↓

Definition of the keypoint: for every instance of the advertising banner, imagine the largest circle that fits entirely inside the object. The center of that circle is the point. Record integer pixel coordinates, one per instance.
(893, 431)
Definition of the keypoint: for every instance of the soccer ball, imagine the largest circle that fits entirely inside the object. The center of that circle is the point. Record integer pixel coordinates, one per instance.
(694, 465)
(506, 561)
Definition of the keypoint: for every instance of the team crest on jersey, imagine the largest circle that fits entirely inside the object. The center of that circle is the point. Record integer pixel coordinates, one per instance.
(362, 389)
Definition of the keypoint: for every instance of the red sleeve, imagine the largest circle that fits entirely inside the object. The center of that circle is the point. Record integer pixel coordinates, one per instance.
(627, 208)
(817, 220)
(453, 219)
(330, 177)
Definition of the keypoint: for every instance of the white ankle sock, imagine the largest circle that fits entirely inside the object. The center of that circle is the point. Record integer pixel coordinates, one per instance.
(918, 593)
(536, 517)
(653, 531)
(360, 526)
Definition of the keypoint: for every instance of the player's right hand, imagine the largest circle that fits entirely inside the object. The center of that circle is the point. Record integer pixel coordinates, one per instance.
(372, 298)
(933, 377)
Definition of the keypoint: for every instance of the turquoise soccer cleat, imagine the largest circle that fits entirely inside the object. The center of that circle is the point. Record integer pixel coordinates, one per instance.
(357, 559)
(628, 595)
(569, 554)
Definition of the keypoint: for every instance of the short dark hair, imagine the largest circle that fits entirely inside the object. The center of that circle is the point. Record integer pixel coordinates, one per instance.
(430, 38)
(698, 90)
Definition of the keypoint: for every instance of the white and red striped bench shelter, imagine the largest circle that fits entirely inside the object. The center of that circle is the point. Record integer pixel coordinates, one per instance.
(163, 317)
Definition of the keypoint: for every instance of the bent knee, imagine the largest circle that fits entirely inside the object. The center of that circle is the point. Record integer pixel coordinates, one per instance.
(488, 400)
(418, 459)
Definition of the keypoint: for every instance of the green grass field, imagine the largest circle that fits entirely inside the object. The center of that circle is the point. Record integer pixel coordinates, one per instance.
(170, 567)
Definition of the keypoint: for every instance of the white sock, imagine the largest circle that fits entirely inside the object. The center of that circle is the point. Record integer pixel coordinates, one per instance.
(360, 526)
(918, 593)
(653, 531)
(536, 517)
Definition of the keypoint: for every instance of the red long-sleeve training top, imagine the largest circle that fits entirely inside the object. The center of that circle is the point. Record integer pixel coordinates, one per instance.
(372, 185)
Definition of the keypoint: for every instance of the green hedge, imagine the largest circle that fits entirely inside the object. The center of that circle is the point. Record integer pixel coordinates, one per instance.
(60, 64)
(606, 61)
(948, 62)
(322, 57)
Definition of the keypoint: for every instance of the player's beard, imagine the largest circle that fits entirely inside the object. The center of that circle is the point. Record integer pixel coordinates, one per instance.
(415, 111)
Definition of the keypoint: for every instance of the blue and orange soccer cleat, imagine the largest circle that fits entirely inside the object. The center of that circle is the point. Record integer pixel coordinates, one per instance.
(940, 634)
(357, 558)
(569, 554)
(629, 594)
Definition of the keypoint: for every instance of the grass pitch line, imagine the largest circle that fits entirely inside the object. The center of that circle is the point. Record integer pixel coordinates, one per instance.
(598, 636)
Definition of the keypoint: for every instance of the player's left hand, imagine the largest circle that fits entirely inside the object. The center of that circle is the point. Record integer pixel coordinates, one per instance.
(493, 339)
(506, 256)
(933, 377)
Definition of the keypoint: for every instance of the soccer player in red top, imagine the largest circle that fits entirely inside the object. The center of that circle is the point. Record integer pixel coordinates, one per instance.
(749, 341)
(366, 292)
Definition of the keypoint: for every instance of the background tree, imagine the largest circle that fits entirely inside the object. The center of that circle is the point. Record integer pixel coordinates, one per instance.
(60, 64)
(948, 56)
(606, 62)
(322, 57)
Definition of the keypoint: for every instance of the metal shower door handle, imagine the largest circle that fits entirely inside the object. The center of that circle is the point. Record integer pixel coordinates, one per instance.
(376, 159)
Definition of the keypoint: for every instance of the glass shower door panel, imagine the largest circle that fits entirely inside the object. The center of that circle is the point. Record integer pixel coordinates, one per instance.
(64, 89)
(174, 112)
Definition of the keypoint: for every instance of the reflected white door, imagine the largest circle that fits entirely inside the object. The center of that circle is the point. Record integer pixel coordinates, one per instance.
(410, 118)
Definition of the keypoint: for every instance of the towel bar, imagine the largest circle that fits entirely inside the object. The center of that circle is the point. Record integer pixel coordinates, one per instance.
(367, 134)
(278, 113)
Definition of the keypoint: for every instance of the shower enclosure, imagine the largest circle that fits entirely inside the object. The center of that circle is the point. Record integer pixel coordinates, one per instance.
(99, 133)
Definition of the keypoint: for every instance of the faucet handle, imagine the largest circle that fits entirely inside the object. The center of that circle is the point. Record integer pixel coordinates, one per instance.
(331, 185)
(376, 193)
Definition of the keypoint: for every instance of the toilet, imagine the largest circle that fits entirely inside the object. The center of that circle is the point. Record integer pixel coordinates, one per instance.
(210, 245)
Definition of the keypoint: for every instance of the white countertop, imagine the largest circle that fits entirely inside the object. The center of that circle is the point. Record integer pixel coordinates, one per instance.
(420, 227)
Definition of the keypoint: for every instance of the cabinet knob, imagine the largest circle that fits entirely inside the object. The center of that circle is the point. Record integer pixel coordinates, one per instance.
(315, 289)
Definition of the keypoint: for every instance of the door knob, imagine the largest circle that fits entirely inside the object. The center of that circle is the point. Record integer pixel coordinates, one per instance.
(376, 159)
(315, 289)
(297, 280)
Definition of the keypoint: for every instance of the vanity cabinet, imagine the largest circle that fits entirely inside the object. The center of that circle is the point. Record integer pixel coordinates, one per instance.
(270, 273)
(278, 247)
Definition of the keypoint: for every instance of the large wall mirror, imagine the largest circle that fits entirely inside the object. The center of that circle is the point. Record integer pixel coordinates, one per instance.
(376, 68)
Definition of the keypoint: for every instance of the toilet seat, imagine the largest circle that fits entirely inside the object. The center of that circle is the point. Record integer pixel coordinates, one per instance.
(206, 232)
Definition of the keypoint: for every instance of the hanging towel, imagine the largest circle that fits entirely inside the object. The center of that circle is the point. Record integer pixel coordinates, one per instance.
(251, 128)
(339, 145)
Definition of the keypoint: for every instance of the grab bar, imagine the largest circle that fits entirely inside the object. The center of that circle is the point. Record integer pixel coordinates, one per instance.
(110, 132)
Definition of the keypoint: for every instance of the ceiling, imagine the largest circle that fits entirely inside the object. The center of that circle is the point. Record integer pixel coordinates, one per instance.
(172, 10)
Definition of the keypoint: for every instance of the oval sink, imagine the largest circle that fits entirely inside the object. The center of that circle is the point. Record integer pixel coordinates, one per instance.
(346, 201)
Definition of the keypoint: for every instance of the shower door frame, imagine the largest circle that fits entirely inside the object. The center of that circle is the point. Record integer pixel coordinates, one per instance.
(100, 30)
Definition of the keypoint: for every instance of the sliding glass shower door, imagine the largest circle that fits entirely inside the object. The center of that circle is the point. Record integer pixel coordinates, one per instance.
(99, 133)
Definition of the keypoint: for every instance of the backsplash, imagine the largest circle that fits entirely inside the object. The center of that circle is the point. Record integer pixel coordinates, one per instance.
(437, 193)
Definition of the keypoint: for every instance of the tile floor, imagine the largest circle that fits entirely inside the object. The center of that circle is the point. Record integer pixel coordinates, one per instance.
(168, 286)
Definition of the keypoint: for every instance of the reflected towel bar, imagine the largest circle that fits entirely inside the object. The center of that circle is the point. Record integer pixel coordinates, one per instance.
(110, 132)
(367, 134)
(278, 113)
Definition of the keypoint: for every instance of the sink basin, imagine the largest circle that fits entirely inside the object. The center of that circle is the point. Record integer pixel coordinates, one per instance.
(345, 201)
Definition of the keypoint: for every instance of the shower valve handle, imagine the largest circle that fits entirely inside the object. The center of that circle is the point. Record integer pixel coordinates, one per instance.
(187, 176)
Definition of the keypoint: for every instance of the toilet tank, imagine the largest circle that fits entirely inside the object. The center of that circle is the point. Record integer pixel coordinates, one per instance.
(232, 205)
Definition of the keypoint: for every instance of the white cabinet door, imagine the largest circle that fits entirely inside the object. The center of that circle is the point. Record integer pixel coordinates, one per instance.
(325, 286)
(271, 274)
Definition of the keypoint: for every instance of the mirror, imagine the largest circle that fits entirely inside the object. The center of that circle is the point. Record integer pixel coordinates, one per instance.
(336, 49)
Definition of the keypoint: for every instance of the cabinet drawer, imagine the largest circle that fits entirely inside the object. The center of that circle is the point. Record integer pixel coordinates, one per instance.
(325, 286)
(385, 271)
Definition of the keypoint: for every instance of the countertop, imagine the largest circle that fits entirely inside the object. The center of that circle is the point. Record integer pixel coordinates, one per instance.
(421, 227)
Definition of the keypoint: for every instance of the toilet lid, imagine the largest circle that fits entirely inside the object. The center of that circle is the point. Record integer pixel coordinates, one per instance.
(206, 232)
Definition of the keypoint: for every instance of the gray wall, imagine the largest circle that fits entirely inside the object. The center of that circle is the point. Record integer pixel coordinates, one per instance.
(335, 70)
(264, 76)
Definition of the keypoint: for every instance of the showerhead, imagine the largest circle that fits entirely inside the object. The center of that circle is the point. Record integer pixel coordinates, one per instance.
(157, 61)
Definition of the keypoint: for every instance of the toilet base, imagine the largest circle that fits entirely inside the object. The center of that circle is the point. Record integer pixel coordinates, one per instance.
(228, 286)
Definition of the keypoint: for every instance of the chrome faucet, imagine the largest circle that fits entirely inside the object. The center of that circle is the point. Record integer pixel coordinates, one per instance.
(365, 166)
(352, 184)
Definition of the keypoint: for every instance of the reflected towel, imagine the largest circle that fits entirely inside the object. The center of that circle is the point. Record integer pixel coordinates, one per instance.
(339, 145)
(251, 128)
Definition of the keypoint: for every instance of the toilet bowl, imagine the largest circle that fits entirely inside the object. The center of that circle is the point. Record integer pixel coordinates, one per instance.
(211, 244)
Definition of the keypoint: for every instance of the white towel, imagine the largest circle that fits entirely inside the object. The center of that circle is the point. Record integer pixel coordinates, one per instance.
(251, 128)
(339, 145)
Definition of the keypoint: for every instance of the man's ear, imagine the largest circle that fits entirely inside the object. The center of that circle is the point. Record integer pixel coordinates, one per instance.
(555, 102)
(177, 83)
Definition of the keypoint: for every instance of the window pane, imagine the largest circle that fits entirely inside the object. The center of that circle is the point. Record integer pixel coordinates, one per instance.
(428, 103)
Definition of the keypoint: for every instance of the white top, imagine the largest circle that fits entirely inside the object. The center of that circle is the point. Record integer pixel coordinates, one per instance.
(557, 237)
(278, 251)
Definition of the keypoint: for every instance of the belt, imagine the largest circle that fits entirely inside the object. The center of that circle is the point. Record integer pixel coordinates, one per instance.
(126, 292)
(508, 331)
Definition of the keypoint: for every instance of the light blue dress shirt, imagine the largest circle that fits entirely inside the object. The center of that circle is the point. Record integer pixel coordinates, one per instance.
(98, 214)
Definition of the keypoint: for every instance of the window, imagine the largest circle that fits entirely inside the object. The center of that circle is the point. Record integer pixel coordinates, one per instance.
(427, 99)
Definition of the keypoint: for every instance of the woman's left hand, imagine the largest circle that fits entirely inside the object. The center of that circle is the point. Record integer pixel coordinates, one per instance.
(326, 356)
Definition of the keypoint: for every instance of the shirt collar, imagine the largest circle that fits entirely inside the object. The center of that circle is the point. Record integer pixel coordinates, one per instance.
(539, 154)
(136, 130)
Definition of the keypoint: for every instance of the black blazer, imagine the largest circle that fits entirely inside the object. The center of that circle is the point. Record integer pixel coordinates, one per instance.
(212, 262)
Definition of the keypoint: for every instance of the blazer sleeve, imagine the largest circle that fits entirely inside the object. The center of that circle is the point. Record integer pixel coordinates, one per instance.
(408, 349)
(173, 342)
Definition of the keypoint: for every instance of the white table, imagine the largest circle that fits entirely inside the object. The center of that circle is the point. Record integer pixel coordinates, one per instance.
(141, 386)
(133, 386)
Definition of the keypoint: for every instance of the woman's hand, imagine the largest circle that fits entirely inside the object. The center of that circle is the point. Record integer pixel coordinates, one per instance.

↑

EXERCISE DESCRIPTION:
Add 32 to every pixel coordinate and rewrite the stretch from the line containing "white table, imagine" through the end of the entries, keeping every line in its place.

RESULT OF THE TASK:
Definition of the keypoint: for every instance of the white table, imagine the largest circle that fits entirely inside the object. The center of that circle is the point. Record integer pixel coordinates, one per instance.
(173, 418)
(165, 418)
Definition of the keypoint: for every instance of the woman's hand, imagine the largest circle that fits entirely inside the object. The center of that circle is the point. Record integer pixel coordinates, one per instance.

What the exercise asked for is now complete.